__THE RECORDS__
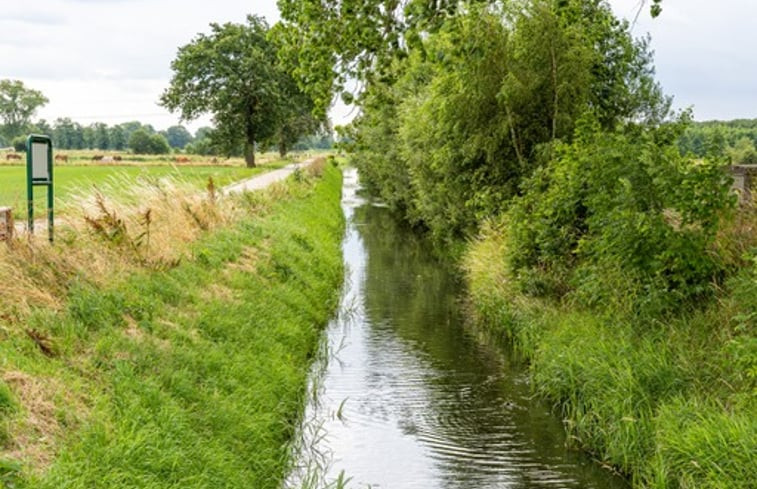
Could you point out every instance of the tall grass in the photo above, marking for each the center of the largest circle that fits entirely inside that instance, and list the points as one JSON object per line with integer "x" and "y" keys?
{"x": 175, "y": 362}
{"x": 668, "y": 401}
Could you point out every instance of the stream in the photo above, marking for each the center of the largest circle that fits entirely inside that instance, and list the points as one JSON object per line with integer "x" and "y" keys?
{"x": 408, "y": 397}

__YOUR GOAL__
Set down the data above exactly as written. Omit the pictures.

__RESPONSE TO THIS TASK__
Could you point out every instance of the tall grass in the photo above, marking for each the center of the largest circle that fits entirely inside that instance, and list the points as one JSON object per line with integer "x" and "y" keys?
{"x": 175, "y": 362}
{"x": 668, "y": 401}
Could you point out every instance of the stream in the photo above, marking for each the center of the largest circle that fits entirely inside that instance, and list the points as one JSON object per line with integer "x" and "y" keys?
{"x": 408, "y": 397}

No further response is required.